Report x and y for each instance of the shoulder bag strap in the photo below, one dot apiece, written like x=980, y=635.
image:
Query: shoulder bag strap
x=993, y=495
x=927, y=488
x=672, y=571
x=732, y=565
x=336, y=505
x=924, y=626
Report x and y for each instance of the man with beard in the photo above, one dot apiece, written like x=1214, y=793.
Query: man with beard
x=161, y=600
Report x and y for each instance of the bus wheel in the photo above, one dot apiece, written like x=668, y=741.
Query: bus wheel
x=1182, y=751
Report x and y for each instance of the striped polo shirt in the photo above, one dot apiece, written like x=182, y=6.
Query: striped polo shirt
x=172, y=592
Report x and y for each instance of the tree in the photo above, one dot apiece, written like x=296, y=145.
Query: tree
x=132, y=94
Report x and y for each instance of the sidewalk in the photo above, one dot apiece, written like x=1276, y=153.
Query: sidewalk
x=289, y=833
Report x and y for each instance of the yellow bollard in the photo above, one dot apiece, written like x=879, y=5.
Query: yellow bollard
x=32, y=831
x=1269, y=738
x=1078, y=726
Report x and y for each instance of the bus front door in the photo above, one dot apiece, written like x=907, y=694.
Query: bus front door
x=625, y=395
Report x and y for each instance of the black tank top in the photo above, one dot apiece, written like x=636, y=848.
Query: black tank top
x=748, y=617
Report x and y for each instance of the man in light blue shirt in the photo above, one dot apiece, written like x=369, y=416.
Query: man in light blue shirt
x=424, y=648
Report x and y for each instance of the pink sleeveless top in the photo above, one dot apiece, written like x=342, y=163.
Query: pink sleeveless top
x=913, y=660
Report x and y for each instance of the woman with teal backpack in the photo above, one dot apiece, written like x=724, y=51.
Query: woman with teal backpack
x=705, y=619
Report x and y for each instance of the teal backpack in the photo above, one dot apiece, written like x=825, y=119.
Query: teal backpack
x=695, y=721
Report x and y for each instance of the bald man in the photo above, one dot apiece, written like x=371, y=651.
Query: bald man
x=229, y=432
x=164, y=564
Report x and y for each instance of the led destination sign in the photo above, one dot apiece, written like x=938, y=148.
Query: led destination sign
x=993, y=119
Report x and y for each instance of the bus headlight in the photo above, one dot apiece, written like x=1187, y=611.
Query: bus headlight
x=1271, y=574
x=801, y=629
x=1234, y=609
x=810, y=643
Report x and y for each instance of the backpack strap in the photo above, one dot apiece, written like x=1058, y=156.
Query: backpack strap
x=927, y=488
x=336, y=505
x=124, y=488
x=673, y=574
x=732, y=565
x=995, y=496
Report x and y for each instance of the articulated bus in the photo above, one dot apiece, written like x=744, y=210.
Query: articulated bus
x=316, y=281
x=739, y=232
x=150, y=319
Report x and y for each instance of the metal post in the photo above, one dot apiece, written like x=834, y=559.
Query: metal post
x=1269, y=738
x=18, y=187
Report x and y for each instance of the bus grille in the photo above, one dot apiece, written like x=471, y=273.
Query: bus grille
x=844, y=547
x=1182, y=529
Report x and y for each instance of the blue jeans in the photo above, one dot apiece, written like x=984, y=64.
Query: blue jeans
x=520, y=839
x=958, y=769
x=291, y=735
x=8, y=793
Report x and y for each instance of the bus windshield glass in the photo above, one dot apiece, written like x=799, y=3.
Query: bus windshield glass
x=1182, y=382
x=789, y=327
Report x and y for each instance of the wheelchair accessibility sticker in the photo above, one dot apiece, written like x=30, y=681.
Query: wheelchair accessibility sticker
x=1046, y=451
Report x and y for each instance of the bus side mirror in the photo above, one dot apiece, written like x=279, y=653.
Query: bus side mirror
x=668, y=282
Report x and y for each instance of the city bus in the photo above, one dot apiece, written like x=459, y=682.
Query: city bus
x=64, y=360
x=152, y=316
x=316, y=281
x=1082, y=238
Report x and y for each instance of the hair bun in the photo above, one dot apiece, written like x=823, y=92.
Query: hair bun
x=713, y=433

* Problem description: Transcribe the stretch of the listing from its first line through the line containing "x=161, y=600", both included, reproducing each line without change.

* Solution for this exercise:
Report x and y for each instance of the shoulder bag strap in the photo below, one dot apiece, written like x=980, y=635.
image:
Query: shoulder bag strap
x=993, y=495
x=927, y=488
x=672, y=571
x=732, y=565
x=336, y=505
x=924, y=626
Report x and y for each instance of the man with beard in the photo above, one dot apiece, written like x=1214, y=793.
Query: man with beard
x=161, y=600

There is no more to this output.